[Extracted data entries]

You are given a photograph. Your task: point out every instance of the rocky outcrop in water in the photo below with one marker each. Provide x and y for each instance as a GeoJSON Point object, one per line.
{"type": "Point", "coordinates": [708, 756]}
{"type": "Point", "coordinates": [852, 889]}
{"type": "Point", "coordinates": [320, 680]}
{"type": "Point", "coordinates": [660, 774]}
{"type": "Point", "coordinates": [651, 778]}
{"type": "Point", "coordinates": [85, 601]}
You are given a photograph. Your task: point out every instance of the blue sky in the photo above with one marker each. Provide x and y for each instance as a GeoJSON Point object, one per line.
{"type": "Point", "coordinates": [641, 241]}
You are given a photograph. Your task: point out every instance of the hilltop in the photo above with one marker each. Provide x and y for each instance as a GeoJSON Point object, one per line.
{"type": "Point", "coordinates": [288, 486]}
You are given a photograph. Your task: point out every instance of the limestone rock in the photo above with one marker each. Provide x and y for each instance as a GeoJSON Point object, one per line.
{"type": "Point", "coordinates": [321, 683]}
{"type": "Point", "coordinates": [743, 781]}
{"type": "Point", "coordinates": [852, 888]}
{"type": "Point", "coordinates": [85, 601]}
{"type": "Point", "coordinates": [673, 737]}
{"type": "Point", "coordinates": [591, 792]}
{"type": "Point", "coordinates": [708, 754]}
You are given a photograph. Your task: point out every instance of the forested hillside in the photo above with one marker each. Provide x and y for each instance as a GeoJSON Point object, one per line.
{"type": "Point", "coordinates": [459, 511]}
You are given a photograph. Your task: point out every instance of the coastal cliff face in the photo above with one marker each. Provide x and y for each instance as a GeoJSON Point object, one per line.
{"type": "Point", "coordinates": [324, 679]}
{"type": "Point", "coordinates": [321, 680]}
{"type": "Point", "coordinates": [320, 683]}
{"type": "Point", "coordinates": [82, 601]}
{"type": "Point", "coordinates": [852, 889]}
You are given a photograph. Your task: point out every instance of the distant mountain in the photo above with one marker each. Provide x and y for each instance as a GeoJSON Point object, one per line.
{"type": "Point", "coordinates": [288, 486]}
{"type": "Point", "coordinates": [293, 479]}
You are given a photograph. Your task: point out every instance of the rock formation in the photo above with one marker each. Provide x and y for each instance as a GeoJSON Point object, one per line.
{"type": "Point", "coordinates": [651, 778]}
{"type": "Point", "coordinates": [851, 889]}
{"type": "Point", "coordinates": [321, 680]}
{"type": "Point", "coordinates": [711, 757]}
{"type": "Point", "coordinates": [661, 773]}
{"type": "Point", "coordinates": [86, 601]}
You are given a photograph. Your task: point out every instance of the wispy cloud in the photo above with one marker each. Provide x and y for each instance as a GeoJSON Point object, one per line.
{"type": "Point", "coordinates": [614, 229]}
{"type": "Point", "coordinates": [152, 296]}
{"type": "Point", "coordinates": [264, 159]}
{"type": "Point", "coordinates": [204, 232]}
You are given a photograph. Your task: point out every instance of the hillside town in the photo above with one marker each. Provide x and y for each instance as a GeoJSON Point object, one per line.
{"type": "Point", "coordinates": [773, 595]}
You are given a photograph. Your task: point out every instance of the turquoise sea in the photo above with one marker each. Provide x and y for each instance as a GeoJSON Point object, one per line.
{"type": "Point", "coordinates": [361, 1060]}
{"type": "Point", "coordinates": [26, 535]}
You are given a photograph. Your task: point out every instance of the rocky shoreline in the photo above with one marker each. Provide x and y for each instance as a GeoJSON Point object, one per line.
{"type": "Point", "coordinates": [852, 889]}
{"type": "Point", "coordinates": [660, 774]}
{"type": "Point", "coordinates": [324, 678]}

> [Task item] Would you set down all of the entries again, word for word?

> [Solution for this problem]
You are given a photograph. Your task: point out every instance of the rocky outcrop in water in the photo below with one marker each. Provide x and y for each instance as a GeoJSON Point object, one per line.
{"type": "Point", "coordinates": [708, 756]}
{"type": "Point", "coordinates": [852, 889]}
{"type": "Point", "coordinates": [320, 680]}
{"type": "Point", "coordinates": [660, 774]}
{"type": "Point", "coordinates": [651, 778]}
{"type": "Point", "coordinates": [85, 601]}
You are given a photograph. Your task: point out every instance of the blue sky in the photo above with one marker each. Provide x and y for each instance as a GeoJSON Point object, one per line.
{"type": "Point", "coordinates": [641, 241]}
You are given a photograph. Your task: point out every instance of the hilltop in the photo above with one marker each. Provide x and y for each instance as a GeoJSON Point object, one per line.
{"type": "Point", "coordinates": [288, 486]}
You are given a photograph. Your task: point out every instance of the limestone rock in the photo above with one marker each. Provide x and y for each instance as a GeoJSON Point object, one per line.
{"type": "Point", "coordinates": [321, 683]}
{"type": "Point", "coordinates": [743, 781]}
{"type": "Point", "coordinates": [852, 888]}
{"type": "Point", "coordinates": [85, 601]}
{"type": "Point", "coordinates": [673, 737]}
{"type": "Point", "coordinates": [591, 792]}
{"type": "Point", "coordinates": [708, 754]}
You are given a photograph. Your task: point out every instance of the forested hillside in the photo above with one marker each. Provide x and y for each instance as a GeoJSON Point object, one per line.
{"type": "Point", "coordinates": [459, 511]}
You are given a photograph. Your task: point out every instance of the coastal cliff face in the photo above with one marker each. Provide x and y for each instance as a GeoJSON Point object, one per line.
{"type": "Point", "coordinates": [324, 679]}
{"type": "Point", "coordinates": [321, 680]}
{"type": "Point", "coordinates": [320, 683]}
{"type": "Point", "coordinates": [82, 601]}
{"type": "Point", "coordinates": [852, 889]}
You are given a photograph. Your task: point out every instance of the distant mountain in the photo above with one marker each. Provide x and y for each instance as a GeoJSON Point object, one per line.
{"type": "Point", "coordinates": [288, 486]}
{"type": "Point", "coordinates": [293, 479]}
You are given a photograph. Your task: point out every instance of the rock formation in the photo above with one marker each. Provide x and y for each instance as a GeoJSON Point object, one per line.
{"type": "Point", "coordinates": [651, 778]}
{"type": "Point", "coordinates": [851, 889]}
{"type": "Point", "coordinates": [321, 680]}
{"type": "Point", "coordinates": [711, 757]}
{"type": "Point", "coordinates": [661, 773]}
{"type": "Point", "coordinates": [86, 601]}
You are given a photograph. Your task: point out every instance of the wispy cloud in the photo above with one marker each. Provide x and y for each instance as a GeoJSON Point object, one per line.
{"type": "Point", "coordinates": [614, 229]}
{"type": "Point", "coordinates": [152, 296]}
{"type": "Point", "coordinates": [264, 159]}
{"type": "Point", "coordinates": [204, 232]}
You are given a photograph. Your task: point out every instance of the hillside town in the photo above with one marker each. Provide x and y for each instance as a GeoJSON Point object, one per line.
{"type": "Point", "coordinates": [773, 595]}
You are given a photograph. Your task: point out every instance of the turquoise sea in the photo above with one marker each. Provide x and y for each instance as a GeoJSON Point object, one per line.
{"type": "Point", "coordinates": [361, 1060]}
{"type": "Point", "coordinates": [26, 535]}
You are given a photograph. Your task: point out every instance of the rocky shoreline in the photo above with one marker each. Provide x and y for each instance as a GeoJSON Point object, one per line.
{"type": "Point", "coordinates": [852, 889]}
{"type": "Point", "coordinates": [660, 774]}
{"type": "Point", "coordinates": [324, 678]}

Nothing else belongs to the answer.